**Task brief:** Your answer should be the lines of the data below that contain "brown".

*** Opening Extracted records ***

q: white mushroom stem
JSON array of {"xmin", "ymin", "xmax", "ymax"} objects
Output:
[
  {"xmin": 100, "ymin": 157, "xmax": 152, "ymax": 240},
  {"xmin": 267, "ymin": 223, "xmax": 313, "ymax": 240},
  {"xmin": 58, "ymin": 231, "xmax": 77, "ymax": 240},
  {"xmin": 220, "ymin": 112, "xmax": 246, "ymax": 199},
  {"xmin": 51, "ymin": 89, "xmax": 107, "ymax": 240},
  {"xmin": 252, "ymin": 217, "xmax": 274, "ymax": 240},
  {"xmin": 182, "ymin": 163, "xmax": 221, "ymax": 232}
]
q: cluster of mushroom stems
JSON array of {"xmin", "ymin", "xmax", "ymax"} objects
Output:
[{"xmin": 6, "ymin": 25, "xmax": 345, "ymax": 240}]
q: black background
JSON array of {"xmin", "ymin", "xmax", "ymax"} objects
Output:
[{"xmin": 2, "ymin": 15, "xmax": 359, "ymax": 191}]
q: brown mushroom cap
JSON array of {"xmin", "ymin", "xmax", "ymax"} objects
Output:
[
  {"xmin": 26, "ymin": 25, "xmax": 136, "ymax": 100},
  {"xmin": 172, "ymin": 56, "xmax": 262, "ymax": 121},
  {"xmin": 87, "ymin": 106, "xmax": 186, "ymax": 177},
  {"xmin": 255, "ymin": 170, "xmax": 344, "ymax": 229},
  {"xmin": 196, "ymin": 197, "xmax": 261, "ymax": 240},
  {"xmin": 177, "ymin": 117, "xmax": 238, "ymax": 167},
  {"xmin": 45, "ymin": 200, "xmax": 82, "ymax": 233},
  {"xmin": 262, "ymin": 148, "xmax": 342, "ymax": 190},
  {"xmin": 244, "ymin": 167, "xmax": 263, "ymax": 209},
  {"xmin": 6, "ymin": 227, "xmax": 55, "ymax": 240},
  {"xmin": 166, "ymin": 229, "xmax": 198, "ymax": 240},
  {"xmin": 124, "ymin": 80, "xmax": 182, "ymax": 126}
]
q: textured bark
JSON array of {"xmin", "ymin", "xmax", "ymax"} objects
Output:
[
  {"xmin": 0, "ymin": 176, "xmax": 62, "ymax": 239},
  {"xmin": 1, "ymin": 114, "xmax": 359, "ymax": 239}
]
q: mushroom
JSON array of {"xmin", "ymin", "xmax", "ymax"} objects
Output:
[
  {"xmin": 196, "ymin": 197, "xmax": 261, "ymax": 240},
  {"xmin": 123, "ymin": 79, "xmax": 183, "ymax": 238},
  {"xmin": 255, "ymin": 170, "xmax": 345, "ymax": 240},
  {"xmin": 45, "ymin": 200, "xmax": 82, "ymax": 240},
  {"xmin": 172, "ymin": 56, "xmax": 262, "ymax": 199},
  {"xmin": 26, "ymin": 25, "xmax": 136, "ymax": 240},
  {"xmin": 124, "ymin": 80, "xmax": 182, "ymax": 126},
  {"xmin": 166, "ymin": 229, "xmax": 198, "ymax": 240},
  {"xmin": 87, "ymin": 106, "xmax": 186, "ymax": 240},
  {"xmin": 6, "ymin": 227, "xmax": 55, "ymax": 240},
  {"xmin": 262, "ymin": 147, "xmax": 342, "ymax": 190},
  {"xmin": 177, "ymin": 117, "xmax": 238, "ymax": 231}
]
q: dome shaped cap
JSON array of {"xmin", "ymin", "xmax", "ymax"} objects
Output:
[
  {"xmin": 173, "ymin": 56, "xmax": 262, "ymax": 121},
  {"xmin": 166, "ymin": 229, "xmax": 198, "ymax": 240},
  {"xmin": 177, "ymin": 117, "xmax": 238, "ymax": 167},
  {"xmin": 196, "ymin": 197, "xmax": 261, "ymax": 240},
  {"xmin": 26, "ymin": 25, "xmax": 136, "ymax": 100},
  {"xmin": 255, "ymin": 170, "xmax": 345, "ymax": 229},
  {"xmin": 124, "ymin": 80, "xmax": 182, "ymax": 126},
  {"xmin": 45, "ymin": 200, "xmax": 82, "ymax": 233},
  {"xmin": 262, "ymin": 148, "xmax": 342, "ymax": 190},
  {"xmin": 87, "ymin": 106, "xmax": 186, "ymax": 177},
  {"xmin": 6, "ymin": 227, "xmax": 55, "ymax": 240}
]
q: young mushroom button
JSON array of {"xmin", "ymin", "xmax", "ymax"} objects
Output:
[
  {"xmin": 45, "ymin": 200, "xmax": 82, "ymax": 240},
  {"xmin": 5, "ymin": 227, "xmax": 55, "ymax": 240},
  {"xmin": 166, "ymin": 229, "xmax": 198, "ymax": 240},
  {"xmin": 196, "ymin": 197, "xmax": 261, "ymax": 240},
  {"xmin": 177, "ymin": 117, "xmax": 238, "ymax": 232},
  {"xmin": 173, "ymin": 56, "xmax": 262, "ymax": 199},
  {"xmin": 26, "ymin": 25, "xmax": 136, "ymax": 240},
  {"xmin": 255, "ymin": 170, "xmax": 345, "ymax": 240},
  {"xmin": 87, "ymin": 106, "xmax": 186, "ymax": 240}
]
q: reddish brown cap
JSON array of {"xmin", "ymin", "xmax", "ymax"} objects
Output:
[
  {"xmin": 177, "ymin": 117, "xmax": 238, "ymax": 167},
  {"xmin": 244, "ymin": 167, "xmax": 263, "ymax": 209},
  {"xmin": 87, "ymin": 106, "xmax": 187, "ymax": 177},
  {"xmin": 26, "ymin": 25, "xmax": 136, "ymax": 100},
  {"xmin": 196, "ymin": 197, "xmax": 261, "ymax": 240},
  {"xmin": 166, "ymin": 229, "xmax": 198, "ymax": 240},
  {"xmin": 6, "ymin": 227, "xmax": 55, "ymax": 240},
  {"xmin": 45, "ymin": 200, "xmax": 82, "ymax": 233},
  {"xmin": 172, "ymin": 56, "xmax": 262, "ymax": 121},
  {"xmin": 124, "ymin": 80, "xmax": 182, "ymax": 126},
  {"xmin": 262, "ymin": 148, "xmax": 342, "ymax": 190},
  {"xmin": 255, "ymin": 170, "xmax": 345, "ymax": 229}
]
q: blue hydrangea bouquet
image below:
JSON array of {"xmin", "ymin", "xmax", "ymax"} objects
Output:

*** Closing Extracted records ***

**Finished task:**
q: brown mushroom cap
q: reddish brown cap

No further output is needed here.